I start putting pieces together. The language slows down into deliberateness
as Et watches Arthur drink the egg nog she prepared for him: "She
made Arthur his eggnog and took it in and watched him drink it. A slow
poison" (71). This juxtaposition of suggestion happens because Et
is remembering a story Blaikie Noble told about someone dying from "slow
poison." I notice, wonder about, the significant pause. Arthur is
semi-invalid through most of the story. Is she poisoning him? Is Char?
Why does Char keep thowing up? At the end, when Char dies, Et and Arthur
live happily together. Both got what they wanted through Char's death.
The power of stories keeps eddying in this piece - like the story Blaikie
tells about slow poison. Et thinking about the rodenticide bottle, muses,
"Like something you read about, Agatha Christie" (72). A reference
which sets my associations tumbling. The story about Arthur and Guinevere,
the love triangle. Et says we all know how that one ends. (Do we?) The
story Et makes up to tell Char about Blaikie Noble leaving her again .
. . The significant pauses of "Walker Brothers Cowboy," the
pieces of story not-told, where suggestions of infidelity lie - or at
least dissatisfaction . . . The complicated language of Del's aunts .
. . . They all come together around Char, beautifully dead, tidy on her
pillow, apparently having died of a heart attack. Maybe she did.
Et's behaviour raises puzzling questions in my mind. She hurries to look
at the poison bottle in the cupboard and finds it gone. "Could Char
have found the time to bury it" (80) she wonders. "There is
something I've been meaning to tell you," Et thinks, feeling that
she should tell Arthur about the bottle and about what she thinks happened.
-=-=-
**Exercise tasks**.
1) Transcribe the passage on Et and Char word for word, starting at "I start putting" and ending at "through Char's death.".
2) Pick up the passage on Et and Char after its final sentence and carry it on.

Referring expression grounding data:
-=-=-
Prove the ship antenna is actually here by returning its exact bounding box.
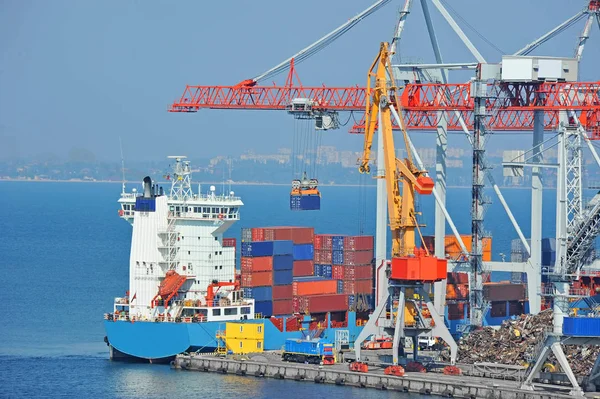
[119,136,125,194]
[229,157,233,197]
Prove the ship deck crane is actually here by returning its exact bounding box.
[354,43,458,375]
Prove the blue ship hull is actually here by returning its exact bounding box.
[104,312,362,363]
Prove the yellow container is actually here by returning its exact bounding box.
[225,323,265,340]
[404,302,417,326]
[225,338,264,354]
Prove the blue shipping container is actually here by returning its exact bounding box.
-=-=-
**Replies**.
1)
I start putting pieces together. The language slows down into deliberateness
as Et watches Arthur drink the egg nog she prepared for him: "She
made Arthur his eggnog and took it in and watched him drink it. A slow
poison" (71). This juxtaposition of suggestion happens because Et
is remembering a story Blaikie Noble told about someone dying from "slow
poison." I notice, wonder about, the significant pause. Arthur is
semi-invalid through most of the story. Is she poisoning him? Is Char?
Why does Char keep thowing up? At the end, when Char dies, Et and Arthur
live happily together. Both got what they wanted through Char's death.

2)
But she never does. It suits her to remain silent about it. Does she suspect
Arthur? Or does she not want him to think that Char committed suicide?
Or is all this just Et's love of a story - and mine? And Munro's?
So what am I to do with all this? I do not trust Et, because Munro has
planted all sorts of doubts about her, and probably because Agatha Christie,
in The Murder of Roger Ackroyd, showed me that the story-teller
can be the murderer: an old plot re-surfacing when I least expect it,
or when I have been led to recall it.
Suicide? Murder? I keep thinking about that bottle on the kitchen shelf.
What is Zinc phosphide? Is there such a thing? A colourless and odourless
liquid, Et finds. I decide to check the Internet for information about
it. I do not know anyone I can ask, and I do not want my pharmacist wondering
about why I want to know . . . .The search engine turns up 2370 web sites
of information about it. The first thing I discover, on a Mississippi
State University site about controlling rats in poultry houses, is that
it has "an offensive odour and is unattractive in colour." In
the next place I check, from the University of California, I learn that
it is a dark grey powder, insoluble in water and it produces "terminal
symptoms [in rats] of convulsions, paralysis, coma and death from asphyxia."
On a third site, I find that "Signs of severe poisoning include labored
breathing, shock, halted urine output, metabolic acidosis, muscle cramps
and convulsions. The compound's caustic action may cause the esophagus
to close" (www. epa.gov). So . . . it is not zinc phosphide in that
bottle, and it seems unlikely that Char, lying peaceful and graceful,
died of zinc phosphide, self-administered, as Et might like to imagine.
Therefore, the narrator and Et may have been lying about the bottle.
She may have known what was in it. She may have administered it. At the
very least, she takes some satisfaction in having been the cause of Char's
death through the story she told. Et believes in the power of stories.
So do I.
There is another possibility which is suggested by the way the story
is told. Maybe Arthur did it. Maybe he killed Char, so he could be free
of her and live happily with Et. In that scenario, the bottle may have
been there and contained some other poison. Arthur would have had time
to get rid of it. But Char does not seem to have died of that kind of
poison so it must have been some other kind. It is perhaps also possible
that Blaikie killed her and then skipped town, but he would not really
have had access to that bottle - if there ever was a bottle and not a
figment of Et's overactive imagination.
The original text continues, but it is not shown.